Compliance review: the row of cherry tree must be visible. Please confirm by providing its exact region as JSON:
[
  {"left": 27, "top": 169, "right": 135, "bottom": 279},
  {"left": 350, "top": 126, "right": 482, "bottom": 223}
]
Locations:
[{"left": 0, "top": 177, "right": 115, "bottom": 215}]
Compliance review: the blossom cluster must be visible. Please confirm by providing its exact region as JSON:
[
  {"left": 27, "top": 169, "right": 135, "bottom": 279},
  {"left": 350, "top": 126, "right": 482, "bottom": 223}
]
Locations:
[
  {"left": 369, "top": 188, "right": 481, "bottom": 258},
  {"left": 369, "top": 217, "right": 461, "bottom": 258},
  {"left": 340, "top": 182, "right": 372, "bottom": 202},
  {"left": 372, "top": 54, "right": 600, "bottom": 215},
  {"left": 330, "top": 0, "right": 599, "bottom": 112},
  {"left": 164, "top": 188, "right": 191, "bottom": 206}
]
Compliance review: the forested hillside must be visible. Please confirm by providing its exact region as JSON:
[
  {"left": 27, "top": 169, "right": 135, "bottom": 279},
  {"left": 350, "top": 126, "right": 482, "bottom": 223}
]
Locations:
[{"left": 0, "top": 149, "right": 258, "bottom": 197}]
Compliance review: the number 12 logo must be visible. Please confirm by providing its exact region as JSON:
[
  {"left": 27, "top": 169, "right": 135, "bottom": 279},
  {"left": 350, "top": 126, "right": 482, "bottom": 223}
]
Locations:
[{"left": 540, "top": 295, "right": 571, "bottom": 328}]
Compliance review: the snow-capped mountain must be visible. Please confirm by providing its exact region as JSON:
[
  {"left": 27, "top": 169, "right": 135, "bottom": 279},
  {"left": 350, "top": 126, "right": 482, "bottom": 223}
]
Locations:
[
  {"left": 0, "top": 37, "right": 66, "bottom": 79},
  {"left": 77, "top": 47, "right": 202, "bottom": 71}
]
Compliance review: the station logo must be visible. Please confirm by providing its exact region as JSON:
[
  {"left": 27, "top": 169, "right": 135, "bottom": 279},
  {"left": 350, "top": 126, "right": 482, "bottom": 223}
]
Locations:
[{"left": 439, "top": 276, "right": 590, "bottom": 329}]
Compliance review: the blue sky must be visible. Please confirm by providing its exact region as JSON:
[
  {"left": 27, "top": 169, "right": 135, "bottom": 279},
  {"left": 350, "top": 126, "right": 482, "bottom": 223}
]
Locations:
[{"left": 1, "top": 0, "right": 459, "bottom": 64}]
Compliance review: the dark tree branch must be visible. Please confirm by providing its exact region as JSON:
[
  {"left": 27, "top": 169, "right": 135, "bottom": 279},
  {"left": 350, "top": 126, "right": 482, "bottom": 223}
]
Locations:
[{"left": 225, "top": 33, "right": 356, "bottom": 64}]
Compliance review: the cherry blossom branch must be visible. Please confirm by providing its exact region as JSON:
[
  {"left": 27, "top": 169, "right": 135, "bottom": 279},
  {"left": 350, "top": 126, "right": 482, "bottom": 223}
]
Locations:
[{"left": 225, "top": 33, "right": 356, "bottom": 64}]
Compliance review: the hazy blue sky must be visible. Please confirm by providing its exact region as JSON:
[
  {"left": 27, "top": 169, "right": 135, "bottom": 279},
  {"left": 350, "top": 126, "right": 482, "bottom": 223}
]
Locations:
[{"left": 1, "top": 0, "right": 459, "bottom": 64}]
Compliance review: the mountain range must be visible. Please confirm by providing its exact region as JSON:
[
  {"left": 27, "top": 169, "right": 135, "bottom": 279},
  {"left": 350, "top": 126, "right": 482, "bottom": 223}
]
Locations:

* * * * * * *

THE EXERCISE | Rewrite the material above with every instance of "exact region" changed to "precise area". Leave all other text unchanged.

THE RESPONSE |
Compliance review: the row of cherry tree must be visible. Please confirm by providing its precise area as JSON:
[
  {"left": 27, "top": 169, "right": 135, "bottom": 279},
  {"left": 350, "top": 126, "right": 482, "bottom": 223}
]
Locations:
[{"left": 0, "top": 177, "right": 115, "bottom": 215}]
Compliance review: the blossom cluster must be visible. Please confirm by providing its precise area as JSON:
[
  {"left": 27, "top": 169, "right": 135, "bottom": 279},
  {"left": 350, "top": 126, "right": 482, "bottom": 223}
]
Locations:
[
  {"left": 369, "top": 188, "right": 481, "bottom": 258},
  {"left": 369, "top": 217, "right": 461, "bottom": 258},
  {"left": 340, "top": 182, "right": 372, "bottom": 202},
  {"left": 372, "top": 54, "right": 600, "bottom": 215},
  {"left": 330, "top": 0, "right": 599, "bottom": 112},
  {"left": 164, "top": 188, "right": 191, "bottom": 206}
]
Compliance review: the forested hillside must be visible. Please confirm by providing its precise area as JSON:
[
  {"left": 27, "top": 169, "right": 135, "bottom": 279},
  {"left": 350, "top": 126, "right": 482, "bottom": 223}
]
Locations:
[{"left": 0, "top": 149, "right": 258, "bottom": 197}]
Compliance review: the number 12 logo must be visible. Please confirm by providing its precise area as JSON:
[
  {"left": 27, "top": 169, "right": 135, "bottom": 279},
  {"left": 350, "top": 126, "right": 482, "bottom": 223}
]
Locations:
[{"left": 540, "top": 295, "right": 571, "bottom": 328}]
Compliance review: the snow-capped mountain must be visible. Please confirm by providing its precise area as JSON:
[
  {"left": 27, "top": 169, "right": 135, "bottom": 279},
  {"left": 350, "top": 126, "right": 482, "bottom": 223}
]
Locations:
[
  {"left": 0, "top": 37, "right": 66, "bottom": 79},
  {"left": 77, "top": 47, "right": 202, "bottom": 71}
]
Compliance review: the station logo must be visible. Please confirm by providing its precise area as JSON:
[
  {"left": 27, "top": 169, "right": 135, "bottom": 279},
  {"left": 350, "top": 126, "right": 482, "bottom": 223}
]
Locations:
[{"left": 439, "top": 276, "right": 590, "bottom": 329}]
Compliance review: the blue sky must be visible. Please confirm by providing its precise area as JSON:
[
  {"left": 27, "top": 169, "right": 135, "bottom": 279},
  {"left": 350, "top": 126, "right": 482, "bottom": 223}
]
Locations:
[{"left": 1, "top": 0, "right": 459, "bottom": 64}]
Compliance review: the dark tree branch must be visible. Please confirm by providing its precise area as JSON:
[
  {"left": 27, "top": 169, "right": 135, "bottom": 279},
  {"left": 350, "top": 126, "right": 482, "bottom": 223}
]
Locations:
[{"left": 225, "top": 33, "right": 356, "bottom": 64}]
Compliance review: the cherry blossom branch must be visible. Please confirm by providing its precise area as JSON:
[
  {"left": 27, "top": 169, "right": 135, "bottom": 279},
  {"left": 350, "top": 126, "right": 482, "bottom": 223}
]
Locations:
[{"left": 225, "top": 33, "right": 356, "bottom": 64}]
Compliance review: the hazy blue sky must be visible. Please confirm by providing its precise area as JSON:
[
  {"left": 27, "top": 169, "right": 135, "bottom": 279},
  {"left": 350, "top": 126, "right": 482, "bottom": 223}
]
Locations:
[{"left": 1, "top": 0, "right": 459, "bottom": 64}]
Compliance review: the mountain range must be visible. Please confirm by providing its precise area as JSON:
[
  {"left": 27, "top": 169, "right": 135, "bottom": 279},
  {"left": 350, "top": 126, "right": 482, "bottom": 223}
]
Locations:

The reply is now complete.